Page:
■ ■ ■ ■ ■

Language on the Line

Poetry as the ultimate act of self-creation

By Louise Brooks

IT'S CLEAR from Jimmy Santiago Baca's voice that he hasn't done an interview in a while. Talking on the phone from his home-office in Albuquerque, N.M., the poet seems happy to talk, is constantly laughing along with his comments, and expects an interviewer not only to ask questions, but to answer them as well.

Baca--who will be in town July 14 for a reading at the Sonoma Valley Poetry Festival--has been sticking close to home in recent years, passing up teaching opportunities in order to "live among the coyotes and the horny toads, and track down a roadrunner to see where its nest is.

"That gives me pleasure," he explains. "I can write about that. So that's what I do. I try to not distract myself with Madonna's newest CD."

Over the past two decades Baca has gained recognition, numerous literary awards--including the American Book Award--and chairs at Yale and Berkeley for his lyrical volumes of poetry (Immigrants in Our Own Land, Martín & Meditations on the South Valley, Black Mesa Poems). His vision focuses on the arid, impoverished, searingly beautiful Southwestern landscape of his youth.

Much of his poetry and autobiographical writing (Working in the Dark: Reflections of a Poet of the Barrio) also focuses on his continual rebirth through poetry. He does not describe an easy, blissful emergence, however. His is a wrenching, painful birth from which the poet emerges, ragged, bloody, and squinting in the light.

"It really is beautiful to encounter pain," Baca says, "because right behind the pain is God waiting, you know? . . . But we gear this whole society, everything we have, and everything we do, to go away from pain."

Pain has not been rare in Baca's own life, as he makes clear in his long-awaited memoir, A Place to Stand: The Making of a Poet, out this month from Grove Press, which is also publishing a new collection of his poems, titled Healing Earthquakes.

Baca grew up in New Mexico, largely by himself, spending some time in an orphanage. He points out, however, that his self-sufficient childhood gave him a huge freedom of imagination and exploration. "Left to the resources of a child's innocence," he says, "I think it's really amazing what can happen."

But his life took an ugly turn. Hitting the streets as a teenager with few resources and no education, Baca soon ended up in prison on drug charges. It was in prison that Baca stole a book of Romantic poetry and taught himself to read and write. It was a process he compares to putting on glasses for the first time and discovering he'd needed them his whole life. He remembers the first poem that he wrote during this time.

"I was naked in the shower," he recalls. "I was in prison, and I think I was reading Turgenev. I soaped myself up, and all of a sudden I got hit with a lightning bolt. You know how they call it the 'muse'? I call it the 'Mohammed Ali left hook.' These lines came to me, and I ran out of the shower naked, and the guard hit the alarm button, because you can't run, you know?

■ ■ ■ ■ ■

Entries:

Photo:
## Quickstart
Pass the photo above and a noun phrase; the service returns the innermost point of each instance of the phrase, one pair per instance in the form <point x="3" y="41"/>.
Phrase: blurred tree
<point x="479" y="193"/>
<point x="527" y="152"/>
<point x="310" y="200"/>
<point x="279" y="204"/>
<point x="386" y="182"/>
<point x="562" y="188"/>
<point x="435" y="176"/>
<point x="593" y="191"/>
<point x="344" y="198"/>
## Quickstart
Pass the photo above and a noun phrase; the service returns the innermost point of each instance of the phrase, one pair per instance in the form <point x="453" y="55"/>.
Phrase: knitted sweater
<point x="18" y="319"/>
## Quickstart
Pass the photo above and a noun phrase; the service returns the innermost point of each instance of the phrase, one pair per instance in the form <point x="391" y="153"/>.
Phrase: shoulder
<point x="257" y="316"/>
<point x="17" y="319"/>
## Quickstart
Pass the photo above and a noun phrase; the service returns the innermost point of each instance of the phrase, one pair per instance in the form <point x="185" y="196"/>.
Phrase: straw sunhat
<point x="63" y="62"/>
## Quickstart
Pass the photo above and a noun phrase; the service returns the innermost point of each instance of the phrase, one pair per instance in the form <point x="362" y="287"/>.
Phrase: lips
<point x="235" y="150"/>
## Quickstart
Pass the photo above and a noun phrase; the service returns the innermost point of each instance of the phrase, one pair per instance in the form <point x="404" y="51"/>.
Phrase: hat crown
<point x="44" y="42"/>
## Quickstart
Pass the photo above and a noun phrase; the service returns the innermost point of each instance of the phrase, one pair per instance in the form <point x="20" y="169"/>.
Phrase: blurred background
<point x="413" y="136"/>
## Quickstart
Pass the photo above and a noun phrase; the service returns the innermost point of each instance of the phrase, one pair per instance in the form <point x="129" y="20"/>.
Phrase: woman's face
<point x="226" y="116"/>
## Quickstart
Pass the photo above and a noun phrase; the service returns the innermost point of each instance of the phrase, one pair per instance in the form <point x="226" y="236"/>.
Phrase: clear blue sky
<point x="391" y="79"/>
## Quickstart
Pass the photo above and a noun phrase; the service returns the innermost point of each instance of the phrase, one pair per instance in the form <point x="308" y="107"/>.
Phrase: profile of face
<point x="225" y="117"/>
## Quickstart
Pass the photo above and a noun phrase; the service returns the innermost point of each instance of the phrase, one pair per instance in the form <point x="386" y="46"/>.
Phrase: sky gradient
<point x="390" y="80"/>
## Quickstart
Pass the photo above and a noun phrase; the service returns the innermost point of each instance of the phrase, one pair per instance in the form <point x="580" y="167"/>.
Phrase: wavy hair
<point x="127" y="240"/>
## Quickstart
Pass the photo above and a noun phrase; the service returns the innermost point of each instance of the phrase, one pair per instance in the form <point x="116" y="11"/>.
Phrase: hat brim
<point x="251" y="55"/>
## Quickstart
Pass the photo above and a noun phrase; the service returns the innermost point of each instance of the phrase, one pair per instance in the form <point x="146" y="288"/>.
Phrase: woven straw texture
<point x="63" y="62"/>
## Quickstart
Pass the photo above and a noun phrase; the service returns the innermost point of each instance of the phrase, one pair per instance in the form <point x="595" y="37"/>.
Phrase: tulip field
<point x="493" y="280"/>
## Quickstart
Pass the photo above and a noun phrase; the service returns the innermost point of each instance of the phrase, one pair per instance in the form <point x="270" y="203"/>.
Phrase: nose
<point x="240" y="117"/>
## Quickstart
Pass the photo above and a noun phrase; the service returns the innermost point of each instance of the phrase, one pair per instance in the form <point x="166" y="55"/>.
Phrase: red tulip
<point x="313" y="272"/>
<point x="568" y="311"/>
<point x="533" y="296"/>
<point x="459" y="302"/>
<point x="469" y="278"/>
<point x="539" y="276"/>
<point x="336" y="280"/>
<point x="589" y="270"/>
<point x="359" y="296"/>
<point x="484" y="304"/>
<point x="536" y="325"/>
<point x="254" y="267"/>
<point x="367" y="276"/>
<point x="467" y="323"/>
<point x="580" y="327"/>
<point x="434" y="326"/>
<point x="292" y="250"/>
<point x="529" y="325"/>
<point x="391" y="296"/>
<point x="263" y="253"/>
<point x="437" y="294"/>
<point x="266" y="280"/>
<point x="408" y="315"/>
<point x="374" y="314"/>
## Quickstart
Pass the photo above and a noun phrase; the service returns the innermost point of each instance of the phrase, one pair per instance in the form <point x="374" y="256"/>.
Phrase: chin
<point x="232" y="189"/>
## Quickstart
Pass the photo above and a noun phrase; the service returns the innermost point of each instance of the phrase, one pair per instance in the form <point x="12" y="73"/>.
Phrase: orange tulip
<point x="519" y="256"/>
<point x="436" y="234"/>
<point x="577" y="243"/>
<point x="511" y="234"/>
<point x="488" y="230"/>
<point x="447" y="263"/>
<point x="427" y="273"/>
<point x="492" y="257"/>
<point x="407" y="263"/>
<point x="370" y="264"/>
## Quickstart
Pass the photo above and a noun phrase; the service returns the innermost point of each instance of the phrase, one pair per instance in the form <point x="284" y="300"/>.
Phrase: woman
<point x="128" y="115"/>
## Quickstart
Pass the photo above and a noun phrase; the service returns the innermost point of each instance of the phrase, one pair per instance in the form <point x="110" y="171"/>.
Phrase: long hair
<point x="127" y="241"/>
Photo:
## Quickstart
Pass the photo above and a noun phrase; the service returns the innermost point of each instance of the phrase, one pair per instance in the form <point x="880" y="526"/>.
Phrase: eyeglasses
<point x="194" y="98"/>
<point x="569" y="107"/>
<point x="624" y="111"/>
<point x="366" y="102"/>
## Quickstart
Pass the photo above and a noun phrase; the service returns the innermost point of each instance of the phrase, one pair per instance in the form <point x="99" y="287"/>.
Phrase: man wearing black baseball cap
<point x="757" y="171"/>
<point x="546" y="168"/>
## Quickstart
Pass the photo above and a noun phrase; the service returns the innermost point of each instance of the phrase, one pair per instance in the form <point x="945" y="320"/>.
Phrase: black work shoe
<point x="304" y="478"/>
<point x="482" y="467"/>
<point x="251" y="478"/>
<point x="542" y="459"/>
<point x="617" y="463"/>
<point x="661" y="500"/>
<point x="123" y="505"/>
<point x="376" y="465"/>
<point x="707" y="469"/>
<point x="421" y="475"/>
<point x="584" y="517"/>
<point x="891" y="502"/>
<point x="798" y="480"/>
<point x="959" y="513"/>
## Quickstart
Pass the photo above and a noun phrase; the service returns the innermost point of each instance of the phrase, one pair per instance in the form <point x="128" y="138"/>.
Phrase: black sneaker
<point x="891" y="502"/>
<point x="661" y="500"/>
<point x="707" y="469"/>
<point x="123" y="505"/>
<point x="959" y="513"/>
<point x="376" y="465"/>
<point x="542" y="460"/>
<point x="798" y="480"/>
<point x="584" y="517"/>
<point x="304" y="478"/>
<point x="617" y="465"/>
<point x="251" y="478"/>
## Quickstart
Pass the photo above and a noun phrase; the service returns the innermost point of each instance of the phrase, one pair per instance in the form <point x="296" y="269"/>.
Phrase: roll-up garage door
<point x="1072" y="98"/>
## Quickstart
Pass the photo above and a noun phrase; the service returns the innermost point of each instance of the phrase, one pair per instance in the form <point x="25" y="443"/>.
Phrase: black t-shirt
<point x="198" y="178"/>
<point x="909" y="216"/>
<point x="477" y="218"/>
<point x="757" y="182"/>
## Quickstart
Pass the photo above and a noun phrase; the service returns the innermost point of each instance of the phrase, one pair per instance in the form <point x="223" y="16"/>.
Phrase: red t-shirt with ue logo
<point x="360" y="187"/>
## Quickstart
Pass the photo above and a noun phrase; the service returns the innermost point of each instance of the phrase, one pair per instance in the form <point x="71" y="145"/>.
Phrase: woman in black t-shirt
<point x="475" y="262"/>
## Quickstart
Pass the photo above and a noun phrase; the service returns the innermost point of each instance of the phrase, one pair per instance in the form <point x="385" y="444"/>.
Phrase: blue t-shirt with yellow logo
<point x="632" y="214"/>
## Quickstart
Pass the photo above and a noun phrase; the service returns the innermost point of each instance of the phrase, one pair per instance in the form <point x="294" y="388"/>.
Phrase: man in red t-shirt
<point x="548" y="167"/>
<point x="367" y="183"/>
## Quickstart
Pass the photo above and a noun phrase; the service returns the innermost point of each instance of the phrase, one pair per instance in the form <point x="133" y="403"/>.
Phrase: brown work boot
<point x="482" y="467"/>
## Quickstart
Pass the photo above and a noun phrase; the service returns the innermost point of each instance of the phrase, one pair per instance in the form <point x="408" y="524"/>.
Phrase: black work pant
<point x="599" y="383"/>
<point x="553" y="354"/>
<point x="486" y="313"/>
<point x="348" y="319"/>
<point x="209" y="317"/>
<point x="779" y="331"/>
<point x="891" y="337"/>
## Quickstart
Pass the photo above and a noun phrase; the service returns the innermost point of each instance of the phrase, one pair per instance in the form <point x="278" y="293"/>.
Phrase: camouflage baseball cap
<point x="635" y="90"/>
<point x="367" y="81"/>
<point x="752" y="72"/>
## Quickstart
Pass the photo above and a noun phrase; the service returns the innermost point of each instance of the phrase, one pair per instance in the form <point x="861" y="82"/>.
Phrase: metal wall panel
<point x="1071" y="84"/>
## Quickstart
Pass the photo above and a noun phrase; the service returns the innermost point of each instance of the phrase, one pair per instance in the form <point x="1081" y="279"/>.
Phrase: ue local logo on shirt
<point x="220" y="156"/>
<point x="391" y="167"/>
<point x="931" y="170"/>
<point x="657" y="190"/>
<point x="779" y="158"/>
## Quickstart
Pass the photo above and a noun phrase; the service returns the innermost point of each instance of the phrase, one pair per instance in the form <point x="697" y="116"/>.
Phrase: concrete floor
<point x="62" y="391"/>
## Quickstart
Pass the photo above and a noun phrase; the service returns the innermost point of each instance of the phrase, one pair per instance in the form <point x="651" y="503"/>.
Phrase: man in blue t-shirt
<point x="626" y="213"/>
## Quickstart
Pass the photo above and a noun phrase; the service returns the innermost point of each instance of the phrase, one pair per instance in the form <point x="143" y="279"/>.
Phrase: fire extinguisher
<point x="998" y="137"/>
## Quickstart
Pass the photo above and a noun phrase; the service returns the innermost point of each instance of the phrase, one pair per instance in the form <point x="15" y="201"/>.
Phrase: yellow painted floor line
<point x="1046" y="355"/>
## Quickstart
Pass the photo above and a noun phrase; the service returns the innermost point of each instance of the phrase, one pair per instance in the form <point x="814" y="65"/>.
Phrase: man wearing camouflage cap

■ ■ ■ ■ ■

Objectives:
**a)** Please reproduce, word for word, the part of the article on Jimmy Santiago Baca that opens with the words containing "Baca--who will be" and closes with "of his youth.".
**b)** Pick up the article on Jimmy Santiago Baca after its final sentence and continue writing it.

Expected outputs:
**a)**
Baca--who will be in town July 14 for a reading at the Sonoma Valley Poetry Festival--has been sticking close to home in recent years, passing up teaching opportunities in order to "live among the coyotes and the horny toads, and track down a roadrunner to see where its nest is.

"That gives me pleasure," he explains. "I can write about that. So that's what I do. I try to not distract myself with Madonna's newest CD."

Over the past two decades Baca has gained recognition, numerous literary awards--including the American Book Award--and chairs at Yale and Berkeley for his lyrical volumes of poetry (Immigrants in Our Own Land, Martín & Meditations on the South Valley, Black Mesa Poems). His vision focuses on the arid, impoverished, searingly beautiful Southwestern landscape of his youth.

**b)**
"Besides, there goes a naked Mexican running down the hall, so what are you going to do?" Baca continues. "He hit the alarm button, and I ran into my cell with soapy hands and stuff, and wrote down these six lines of poetry. And then of course, the soap got in my eyes and reality came back and I had to rush back to the shower to wash the soap off. But at that point I think I was classified as a nutcase."

The poem was a response to a group of senators who had come touring through the prison the previous day, examining the aftermath of a riot. Baca's first poetic refrain was: "Did you tell them, that hell is not a dream, that you've been there, did you tell them?"

If prison was hell, then poetry was Baca's salvation. In fact, as his new memoir makes clear, poetry literally saved him from becoming a murderer. As Baca tells it in A Place to Stand, he was standing over another convict with a weapon, ready to finish him off. Suddenly he heard "the voices of Neruda and Lorca . . . praising life as sacred and challenging me: How can you kill and still be a poet?"

These days, Baca is almost as well known for his work with at-risk youth as he is for his poetry. He's given workshops to homeless teens, to prison inmates, and to kids in a juvenile detention center. Partly, Baca believes that poetry gives voice to individuals who might otherwise remain silent.

He writes about the silence that he witnesses in the Latino community, a silence he terms "protective." He argues that when Latino kids grow up hearing that their community is filled with nothing but drugs and crime, and they know this not to be true, they learn to mistrust and remain silent around the society that tells them this.

Baca says his work with kids also keeps his own voice strong.

"There's dead languages that you study in classical-language departments that are never used," he says by way of explanation. "And then there's the language that you hear on the street corner, or the language that you hear on Wall Street, or the language that you hear during the Beat generation, or the rappers, or techno people. You have all these different kinds of languages that are immediately describing the lived experience of people that are [living] now.

"I don't dismiss the academic and scholarly sectors of society," he continues. "I go listen to what they say, and I read what they write. But it's not near as exciting as hearing language invented from experiences that have truly been lived, almost, in many cases, on the verge of dying.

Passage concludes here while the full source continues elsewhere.